Image point grounding data —
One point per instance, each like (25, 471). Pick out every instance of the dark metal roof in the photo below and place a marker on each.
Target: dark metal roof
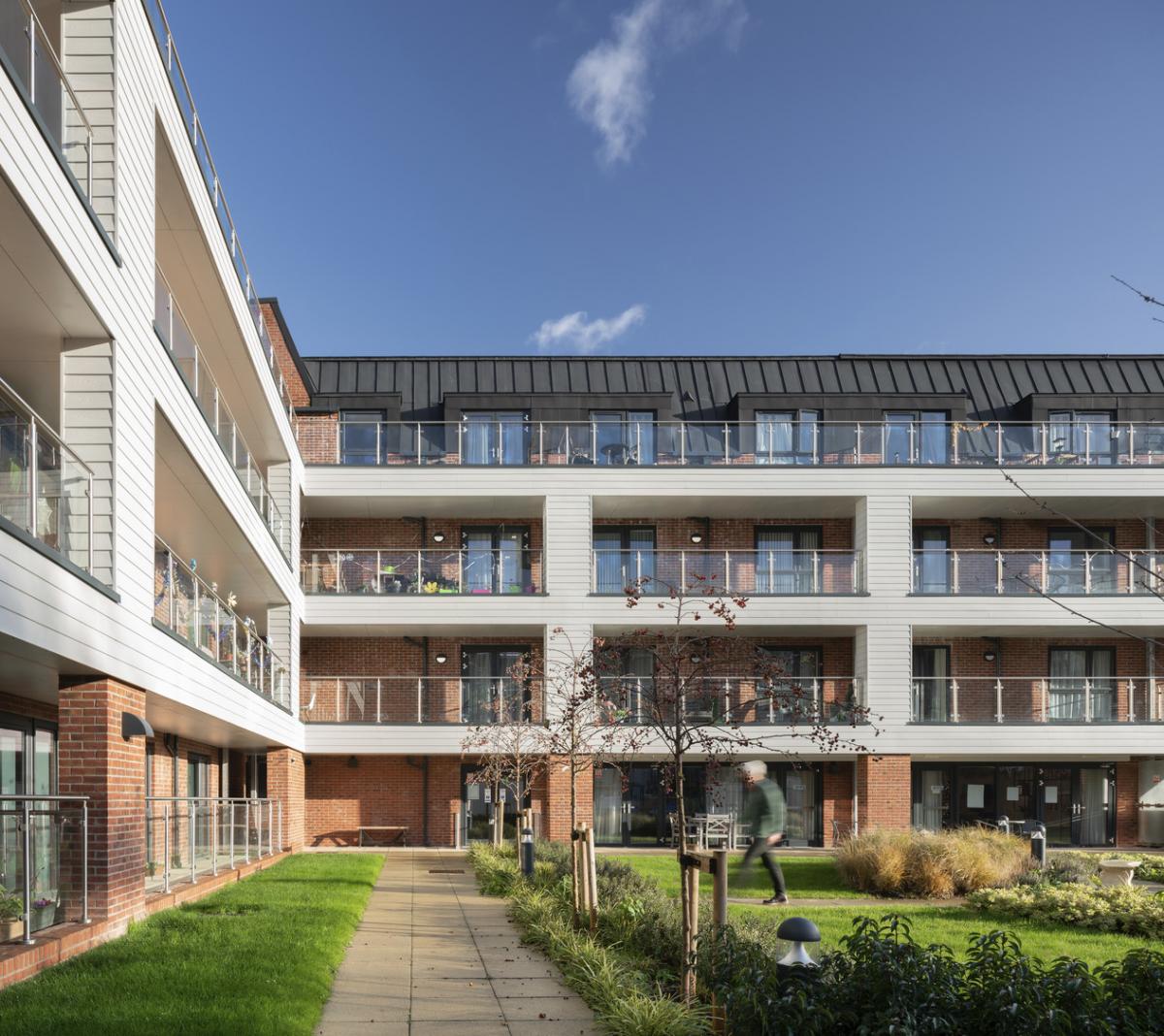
(993, 385)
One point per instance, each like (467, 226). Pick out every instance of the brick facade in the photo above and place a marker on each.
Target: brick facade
(96, 761)
(883, 793)
(285, 781)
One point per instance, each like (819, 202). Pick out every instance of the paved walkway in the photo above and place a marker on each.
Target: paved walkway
(432, 955)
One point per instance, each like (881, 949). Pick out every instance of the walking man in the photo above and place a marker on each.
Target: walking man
(763, 813)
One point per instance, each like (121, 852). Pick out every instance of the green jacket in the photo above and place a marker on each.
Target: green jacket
(765, 809)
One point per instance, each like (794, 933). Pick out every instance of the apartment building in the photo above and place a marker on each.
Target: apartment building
(251, 599)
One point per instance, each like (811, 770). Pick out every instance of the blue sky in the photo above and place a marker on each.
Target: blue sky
(727, 176)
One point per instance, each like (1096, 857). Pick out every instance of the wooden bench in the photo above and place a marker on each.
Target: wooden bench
(399, 835)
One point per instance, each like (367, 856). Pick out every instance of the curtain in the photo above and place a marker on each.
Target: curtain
(608, 806)
(1069, 669)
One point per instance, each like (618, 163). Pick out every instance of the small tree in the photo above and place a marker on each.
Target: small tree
(512, 748)
(580, 728)
(705, 684)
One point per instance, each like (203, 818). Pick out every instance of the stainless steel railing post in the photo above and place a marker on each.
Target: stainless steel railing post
(84, 862)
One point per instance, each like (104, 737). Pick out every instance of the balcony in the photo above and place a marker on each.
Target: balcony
(195, 614)
(44, 854)
(46, 490)
(187, 358)
(197, 134)
(774, 443)
(187, 838)
(1051, 699)
(750, 573)
(420, 699)
(740, 699)
(1037, 573)
(36, 73)
(476, 571)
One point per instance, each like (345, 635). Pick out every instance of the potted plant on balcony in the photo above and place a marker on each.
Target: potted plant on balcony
(11, 925)
(45, 913)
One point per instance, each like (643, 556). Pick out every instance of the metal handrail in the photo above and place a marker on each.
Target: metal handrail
(914, 443)
(406, 566)
(24, 815)
(212, 839)
(38, 428)
(531, 704)
(278, 668)
(196, 131)
(34, 28)
(277, 528)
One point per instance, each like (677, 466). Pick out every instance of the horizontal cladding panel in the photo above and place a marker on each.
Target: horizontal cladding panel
(50, 609)
(845, 482)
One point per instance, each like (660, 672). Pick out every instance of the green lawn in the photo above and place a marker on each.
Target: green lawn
(813, 878)
(257, 957)
(816, 878)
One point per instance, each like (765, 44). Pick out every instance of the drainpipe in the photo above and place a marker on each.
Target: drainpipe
(423, 765)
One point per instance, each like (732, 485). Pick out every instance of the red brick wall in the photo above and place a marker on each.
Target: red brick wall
(384, 791)
(317, 435)
(1127, 802)
(96, 761)
(285, 784)
(883, 793)
(838, 796)
(298, 390)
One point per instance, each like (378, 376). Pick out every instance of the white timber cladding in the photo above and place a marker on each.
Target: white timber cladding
(88, 59)
(46, 611)
(87, 424)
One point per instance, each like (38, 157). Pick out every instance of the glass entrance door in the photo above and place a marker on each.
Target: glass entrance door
(1057, 804)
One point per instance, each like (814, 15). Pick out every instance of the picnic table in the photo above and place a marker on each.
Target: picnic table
(397, 833)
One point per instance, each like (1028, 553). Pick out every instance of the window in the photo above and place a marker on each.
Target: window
(496, 437)
(490, 693)
(624, 437)
(360, 435)
(1083, 684)
(787, 560)
(931, 686)
(917, 437)
(1081, 435)
(786, 437)
(624, 557)
(931, 559)
(496, 560)
(1081, 562)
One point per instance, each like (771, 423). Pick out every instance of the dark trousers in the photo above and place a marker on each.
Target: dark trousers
(760, 848)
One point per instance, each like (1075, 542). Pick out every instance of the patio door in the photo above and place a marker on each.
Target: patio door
(489, 691)
(495, 437)
(1083, 685)
(496, 560)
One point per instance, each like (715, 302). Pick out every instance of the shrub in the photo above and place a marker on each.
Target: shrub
(1130, 911)
(931, 865)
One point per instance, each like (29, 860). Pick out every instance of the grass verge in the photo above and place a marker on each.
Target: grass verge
(257, 957)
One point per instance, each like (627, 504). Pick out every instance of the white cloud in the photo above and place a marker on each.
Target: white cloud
(575, 332)
(609, 85)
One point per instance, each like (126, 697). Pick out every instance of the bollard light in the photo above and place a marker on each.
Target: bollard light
(797, 931)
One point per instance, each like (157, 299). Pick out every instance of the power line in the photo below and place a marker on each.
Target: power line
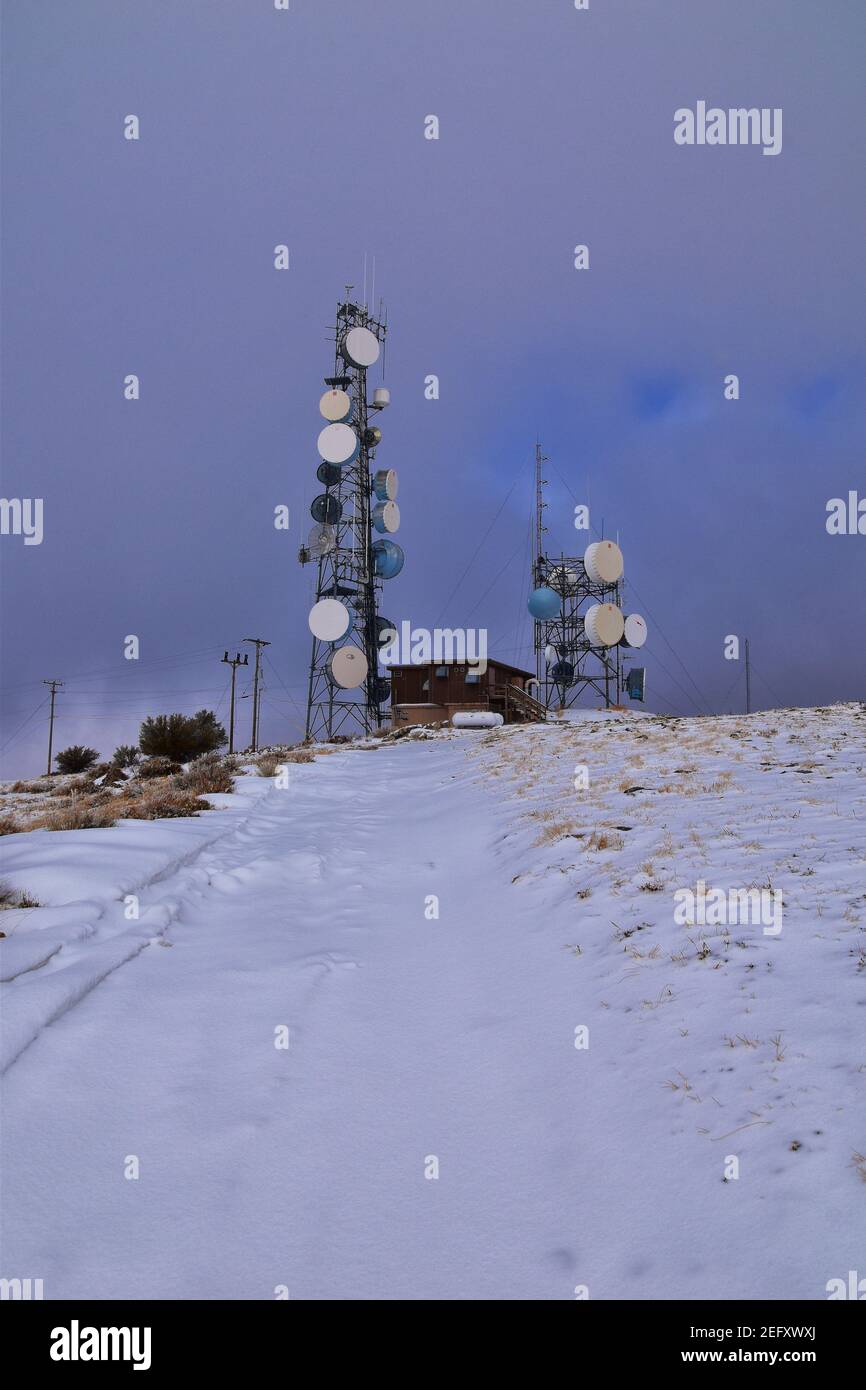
(54, 687)
(21, 727)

Task item — Produce only the lines from the line containing "Target: apartment building" through the line containing "One point per instance, each like (1096, 857).", inclusive of both, exactly as they stand in the entries above.

Answer for the task —
Target: apartment building
(251, 599)
One point per instance, each like (811, 770). Pick out every instance of the blue sky in the photo above and place a marker on each.
Target: blue sky
(727, 176)
One point per instance, each like (1096, 857). Pick out every instance of the wooden bench in the photo above and place a marker on each.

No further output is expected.